> [Extracted text]
Five good reasons to make sure you’re getting enough of this vital macronutrient, especially for athletes and other active people.
Everyone is an athlete, and adequate protein is a universal nutritional requirement for all.
Athletes usually require more energy in the form of overall calories, and thus their protein needs are higher too.
Unfortunately, the nutritional status of most people is poor, whether they exercise or not. Low levels of various nutrients are common due to low intake of healthy whole foods and higher junk food consumption. Protein is often a missing component to a healthy diet.
We tend to think of protein as being important for building muscles and strength, which is true. However, even inactive people require modest amounts of protein each day. That’s because muscles do more than provide the means for movement — they also are important for immune, circulatory, hormonal and other activities that require protein.
For muscle activity, protein has many functions:
- Protein enhances the anabolic actions necessary in muscles following exercise, and is a vital part of recovery.
- Although all amino acids are important, leucine is often highlighted as a marker for muscles, and found in higher amounts in beef, pork, nuts and seeds, healthy dairy, fish and beans.
- Protein can help prevent muscle injury, as long as the muscles are not abused by excessive volumes and/or intensity of exercise.
- A healthy protein status is important for athletic performance.
- Balancing protein intake with healthy fats and unprocessed carbohydrate foods can help improve muscle function and reduce excess body fat.
Optimal protein intake can be usually accomplished by consuming 20-40 grams of protein in each meal or substantial snack.
Whether we’re trying to develop strength, build more muscle, or maintain current body condition, the International Society of Sports Nutrition recommendations include 1.4-2.0 grams protein/kg body weight/day. For those performing regular strength-training sports, 2.3-3.1 grams/kg/day, or more, may be necessary.
For example, an healthy and active 160-pound person may require upwards of 170 grams per day.
Examples of daily protein needs:
- For daily protein intake of 128 grams. The protein foods that would provide this include three eggs and cheese at breakfast, a salad for lunch with a hefty serving of turkey, and salmon for dinner.
- For a daily protein intake of 106 grams: two eggs for breakfast, a chef’s salad for lunch, and a sirloin steak for dinner.
- For 90 grams of protein: two eggs at breakfast, tuna salad for lunch, and lamb for dinner.
Reasons people may need additional amounts of protein.
- Larger body frames or high muscle-mass types.
- Those performing more extreme sports.
- Growing children.
- Those who are over 40 to prevent muscle-mass loss.
However, more is not necessarily better as protein intake above one’s needs won’t help, and could stress the gut. It’s important to estimate your personal needs to determine the amount that works best. This can be done by comparing different intakes with energy levels, post-workout muscle recovery, MAF Tests, gut function, and other signs and symptoms.

> [Assignment] Please carry on the article about protein needs, starting right after its last sentence.

> [Source data]
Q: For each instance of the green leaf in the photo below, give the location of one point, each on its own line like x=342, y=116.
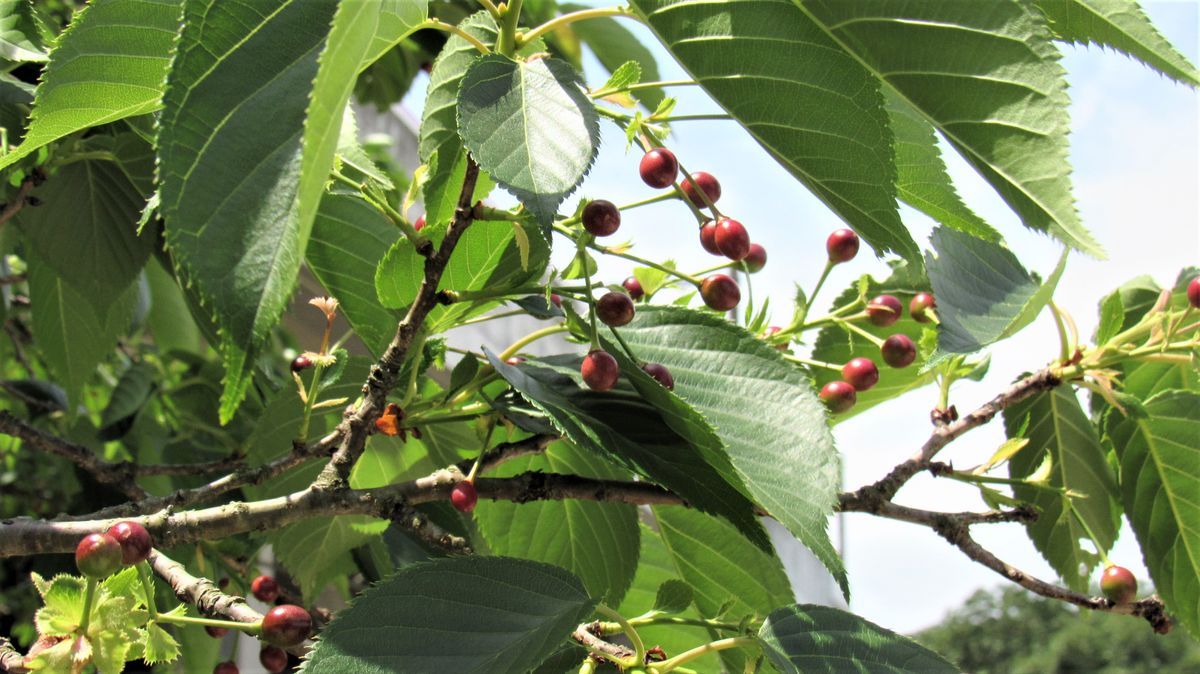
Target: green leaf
x=485, y=615
x=1003, y=108
x=160, y=645
x=790, y=465
x=361, y=31
x=816, y=638
x=311, y=549
x=108, y=65
x=531, y=126
x=655, y=570
x=229, y=161
x=75, y=336
x=623, y=427
x=441, y=146
x=833, y=132
x=19, y=38
x=349, y=238
x=595, y=541
x=1159, y=482
x=87, y=226
x=923, y=181
x=983, y=293
x=838, y=345
x=1122, y=25
x=730, y=578
x=615, y=46
x=487, y=257
x=1055, y=423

> [Written reply]
Protein is necessary for balancing fats, stabilizing blood sugar and insulin, and regulating nutrients and hormones. It’s important for digestion, nervous-system maintenance, building new cells throughout the body and fueling the immune system, among other functions.
For serious competitive athletes, an evening protein supplement can help in muscle recovery and development. While food consumption in the evening is typically not recommended, during times of intense training or a buildup to key endurance races, consuming about 30-40 grams of an easily digested protein like egg white powder as a shake can be helpful. Avoid this if it causes intestinal upset.
While studies tend to separate protein needs for endurance performance and strength training, everyone benefits from both types of fitness. This does not necessarily mean increasing muscle bulk and added weight.
In addition to consuming protein foods at mealtimes, benefits can occur when consuming protein before or after exercise. Protein can be helpful during training sessions or competition when nutrients besides water are necessary, and can also be added to a carbohydrate drink. This can reduce muscle soreness, and during hard training or competition, reduce muscle damage.
During long workouts and races, endurance athletes can consume approximately 0.25 g of protein/kg body weight per hour, along with their carbohydrate intake. For those using protein before, during, or after workouts, or to supplement a healthy diet, the two best sources are:
Egg white powder.
This protein source may be ideal because it’s less processed, highly digestible, and easy to incorporate in shakes and recipes such as homemade energy bars.
Whey protein powder.
This protein source is not only readily assimilated but also contains cysteine, the building block for the powerful antioxidant glutathione. Be sure to buy the concentrate form not the highly processed isolate or hydrolyzed forms. Avoid products containing added sugar, flavorings, or other unnatural ingredients including synthetic vitamins.
Protein is an important part of any healthy person’s diet. If you’re active or an athlete it’s even more important to assess your needs and take appropriate steps to meet this crucial requirement.